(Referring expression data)
☆ ☆ ☆ ☆ ☆ ☆ ☆
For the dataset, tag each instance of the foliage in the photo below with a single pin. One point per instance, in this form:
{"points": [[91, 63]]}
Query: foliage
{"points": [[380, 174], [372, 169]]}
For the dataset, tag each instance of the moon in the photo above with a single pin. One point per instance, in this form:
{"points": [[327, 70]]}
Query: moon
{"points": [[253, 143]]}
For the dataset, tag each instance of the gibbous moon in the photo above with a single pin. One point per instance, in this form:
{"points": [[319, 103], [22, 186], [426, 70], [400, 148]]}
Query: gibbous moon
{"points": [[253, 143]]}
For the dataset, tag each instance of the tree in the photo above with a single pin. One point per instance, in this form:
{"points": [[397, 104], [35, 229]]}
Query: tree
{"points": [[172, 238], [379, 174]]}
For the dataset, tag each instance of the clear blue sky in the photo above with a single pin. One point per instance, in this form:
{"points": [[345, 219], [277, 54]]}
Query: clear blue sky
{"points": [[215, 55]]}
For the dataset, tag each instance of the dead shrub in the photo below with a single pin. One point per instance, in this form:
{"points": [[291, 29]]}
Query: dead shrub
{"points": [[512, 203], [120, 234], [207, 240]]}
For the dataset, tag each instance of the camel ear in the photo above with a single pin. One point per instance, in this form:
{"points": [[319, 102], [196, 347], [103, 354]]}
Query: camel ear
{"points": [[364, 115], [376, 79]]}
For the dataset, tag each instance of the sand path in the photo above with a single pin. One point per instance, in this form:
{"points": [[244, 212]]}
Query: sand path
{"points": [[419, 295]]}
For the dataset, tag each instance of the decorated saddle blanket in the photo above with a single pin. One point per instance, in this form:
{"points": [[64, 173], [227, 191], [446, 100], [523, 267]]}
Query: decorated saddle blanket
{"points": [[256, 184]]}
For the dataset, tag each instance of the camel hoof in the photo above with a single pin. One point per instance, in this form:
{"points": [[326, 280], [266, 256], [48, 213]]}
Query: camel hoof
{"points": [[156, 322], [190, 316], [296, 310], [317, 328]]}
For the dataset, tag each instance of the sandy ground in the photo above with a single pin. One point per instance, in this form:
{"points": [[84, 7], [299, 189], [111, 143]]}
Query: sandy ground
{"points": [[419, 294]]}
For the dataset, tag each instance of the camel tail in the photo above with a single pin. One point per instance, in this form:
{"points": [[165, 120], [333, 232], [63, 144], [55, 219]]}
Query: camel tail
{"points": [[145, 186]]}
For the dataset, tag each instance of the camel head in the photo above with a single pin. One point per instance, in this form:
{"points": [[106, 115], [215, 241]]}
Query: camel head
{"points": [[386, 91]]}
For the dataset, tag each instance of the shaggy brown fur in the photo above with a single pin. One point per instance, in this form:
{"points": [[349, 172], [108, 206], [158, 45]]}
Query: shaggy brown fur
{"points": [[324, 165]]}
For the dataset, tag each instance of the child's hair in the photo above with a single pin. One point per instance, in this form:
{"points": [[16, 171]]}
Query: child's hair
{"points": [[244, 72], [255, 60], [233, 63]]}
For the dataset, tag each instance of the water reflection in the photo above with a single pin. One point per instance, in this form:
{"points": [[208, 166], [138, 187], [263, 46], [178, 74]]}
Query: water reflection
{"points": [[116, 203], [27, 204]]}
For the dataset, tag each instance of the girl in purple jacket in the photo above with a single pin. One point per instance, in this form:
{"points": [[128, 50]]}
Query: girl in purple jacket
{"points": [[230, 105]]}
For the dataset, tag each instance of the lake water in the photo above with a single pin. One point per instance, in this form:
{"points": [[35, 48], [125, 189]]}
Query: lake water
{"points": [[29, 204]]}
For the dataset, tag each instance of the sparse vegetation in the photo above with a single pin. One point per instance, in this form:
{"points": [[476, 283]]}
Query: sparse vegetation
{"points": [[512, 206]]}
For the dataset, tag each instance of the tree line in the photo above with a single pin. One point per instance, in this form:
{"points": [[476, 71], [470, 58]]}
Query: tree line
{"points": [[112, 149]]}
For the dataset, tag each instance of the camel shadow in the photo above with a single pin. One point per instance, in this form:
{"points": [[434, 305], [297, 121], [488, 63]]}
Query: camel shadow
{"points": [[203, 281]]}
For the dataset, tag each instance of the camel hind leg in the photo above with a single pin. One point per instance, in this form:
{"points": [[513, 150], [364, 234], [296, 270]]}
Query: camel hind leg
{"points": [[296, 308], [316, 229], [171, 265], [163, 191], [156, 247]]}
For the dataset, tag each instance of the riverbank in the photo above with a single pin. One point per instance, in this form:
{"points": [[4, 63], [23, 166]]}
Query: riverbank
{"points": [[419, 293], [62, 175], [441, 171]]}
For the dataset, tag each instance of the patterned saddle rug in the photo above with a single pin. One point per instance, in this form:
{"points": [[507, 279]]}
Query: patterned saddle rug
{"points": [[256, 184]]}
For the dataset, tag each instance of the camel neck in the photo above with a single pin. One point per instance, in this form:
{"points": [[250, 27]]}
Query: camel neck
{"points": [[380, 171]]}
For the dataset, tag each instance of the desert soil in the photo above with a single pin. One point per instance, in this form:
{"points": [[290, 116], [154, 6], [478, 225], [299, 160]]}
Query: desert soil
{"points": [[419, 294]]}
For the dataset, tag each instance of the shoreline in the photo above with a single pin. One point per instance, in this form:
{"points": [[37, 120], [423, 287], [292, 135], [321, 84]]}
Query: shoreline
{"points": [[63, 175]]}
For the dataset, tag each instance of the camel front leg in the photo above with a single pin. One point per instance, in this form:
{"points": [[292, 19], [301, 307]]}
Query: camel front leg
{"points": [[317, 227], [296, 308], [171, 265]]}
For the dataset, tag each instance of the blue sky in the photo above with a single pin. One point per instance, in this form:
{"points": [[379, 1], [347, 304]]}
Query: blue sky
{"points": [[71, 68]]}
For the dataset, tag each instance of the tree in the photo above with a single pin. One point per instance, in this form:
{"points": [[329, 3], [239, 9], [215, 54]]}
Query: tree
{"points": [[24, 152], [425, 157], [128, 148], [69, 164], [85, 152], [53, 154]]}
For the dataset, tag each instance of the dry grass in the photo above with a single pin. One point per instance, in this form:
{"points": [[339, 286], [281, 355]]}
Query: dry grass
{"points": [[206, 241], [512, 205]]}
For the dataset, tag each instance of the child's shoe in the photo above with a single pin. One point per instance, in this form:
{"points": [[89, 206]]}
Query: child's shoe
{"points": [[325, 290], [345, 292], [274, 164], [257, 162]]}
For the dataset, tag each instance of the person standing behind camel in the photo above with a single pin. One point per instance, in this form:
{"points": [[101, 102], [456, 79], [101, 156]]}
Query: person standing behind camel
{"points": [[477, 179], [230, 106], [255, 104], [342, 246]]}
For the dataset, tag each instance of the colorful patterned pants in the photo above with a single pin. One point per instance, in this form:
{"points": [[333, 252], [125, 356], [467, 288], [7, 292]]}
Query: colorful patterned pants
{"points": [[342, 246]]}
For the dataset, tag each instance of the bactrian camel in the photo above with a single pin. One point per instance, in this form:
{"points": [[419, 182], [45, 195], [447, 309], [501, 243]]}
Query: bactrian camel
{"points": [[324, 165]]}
☆ ☆ ☆ ☆ ☆ ☆ ☆
TASK TO COMPLETE: Which lines of the data include the word "below"? Copy each one.

ANSWER BOX:
For the dataset, tag each instance of the foliage in the photo below with a single pin. One point per instance, in this form:
For the dataset, tag each instance of the dead shrub in the photo below with a single pin. One point per instance, in this form:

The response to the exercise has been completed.